▶ Data excerpts:

┌──

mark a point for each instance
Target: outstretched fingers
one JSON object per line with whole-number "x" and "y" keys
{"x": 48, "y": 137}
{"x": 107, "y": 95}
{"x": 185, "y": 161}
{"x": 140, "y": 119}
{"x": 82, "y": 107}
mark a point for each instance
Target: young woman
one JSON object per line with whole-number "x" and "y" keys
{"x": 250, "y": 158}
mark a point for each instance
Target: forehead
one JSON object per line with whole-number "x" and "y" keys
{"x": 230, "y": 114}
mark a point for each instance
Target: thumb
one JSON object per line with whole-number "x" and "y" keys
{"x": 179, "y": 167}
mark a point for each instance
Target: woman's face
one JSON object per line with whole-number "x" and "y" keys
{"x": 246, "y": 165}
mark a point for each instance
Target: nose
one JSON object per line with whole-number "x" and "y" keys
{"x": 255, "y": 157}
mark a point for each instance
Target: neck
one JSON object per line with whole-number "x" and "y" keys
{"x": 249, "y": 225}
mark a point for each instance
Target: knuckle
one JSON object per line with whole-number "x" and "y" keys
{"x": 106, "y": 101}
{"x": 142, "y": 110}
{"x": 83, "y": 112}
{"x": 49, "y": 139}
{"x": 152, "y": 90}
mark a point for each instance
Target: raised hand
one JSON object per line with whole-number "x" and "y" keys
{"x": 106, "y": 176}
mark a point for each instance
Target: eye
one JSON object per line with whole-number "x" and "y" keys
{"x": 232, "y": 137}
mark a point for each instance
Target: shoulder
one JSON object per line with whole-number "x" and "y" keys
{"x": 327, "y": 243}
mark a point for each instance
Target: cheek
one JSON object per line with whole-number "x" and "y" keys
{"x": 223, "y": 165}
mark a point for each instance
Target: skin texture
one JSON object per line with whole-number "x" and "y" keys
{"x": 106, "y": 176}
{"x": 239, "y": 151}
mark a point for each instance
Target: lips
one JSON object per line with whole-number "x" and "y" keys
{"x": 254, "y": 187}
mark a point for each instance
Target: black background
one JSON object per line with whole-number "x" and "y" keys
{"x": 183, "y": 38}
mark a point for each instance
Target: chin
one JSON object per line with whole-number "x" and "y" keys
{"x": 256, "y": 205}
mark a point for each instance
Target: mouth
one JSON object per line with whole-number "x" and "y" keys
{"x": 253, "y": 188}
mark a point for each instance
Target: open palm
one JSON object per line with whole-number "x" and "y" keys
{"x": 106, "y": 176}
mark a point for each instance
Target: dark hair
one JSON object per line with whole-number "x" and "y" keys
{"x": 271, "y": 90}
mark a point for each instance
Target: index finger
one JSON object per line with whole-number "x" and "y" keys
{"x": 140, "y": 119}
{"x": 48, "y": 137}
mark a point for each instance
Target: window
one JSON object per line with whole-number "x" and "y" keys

└──
┌──

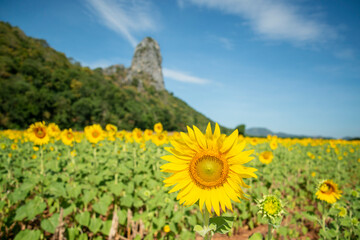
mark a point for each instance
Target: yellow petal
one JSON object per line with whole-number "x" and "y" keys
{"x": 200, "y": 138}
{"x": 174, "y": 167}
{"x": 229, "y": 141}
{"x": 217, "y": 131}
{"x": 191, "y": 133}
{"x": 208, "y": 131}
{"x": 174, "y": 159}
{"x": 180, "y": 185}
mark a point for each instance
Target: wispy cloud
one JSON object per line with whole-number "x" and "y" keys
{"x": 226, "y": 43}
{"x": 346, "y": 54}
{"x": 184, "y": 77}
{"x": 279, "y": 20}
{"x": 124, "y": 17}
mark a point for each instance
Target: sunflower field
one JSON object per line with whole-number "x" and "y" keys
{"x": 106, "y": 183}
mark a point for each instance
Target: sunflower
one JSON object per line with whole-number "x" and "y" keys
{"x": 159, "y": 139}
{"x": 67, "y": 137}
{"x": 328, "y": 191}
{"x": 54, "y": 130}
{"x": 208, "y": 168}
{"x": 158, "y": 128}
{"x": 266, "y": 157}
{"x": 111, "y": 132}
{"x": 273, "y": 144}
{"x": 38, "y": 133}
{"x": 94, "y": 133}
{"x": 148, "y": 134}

└──
┌──

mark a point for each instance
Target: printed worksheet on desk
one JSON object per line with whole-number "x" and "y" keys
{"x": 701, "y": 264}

└──

▶ Directions: Please give only the count of lines above containing "woman".

▶ The answer: 2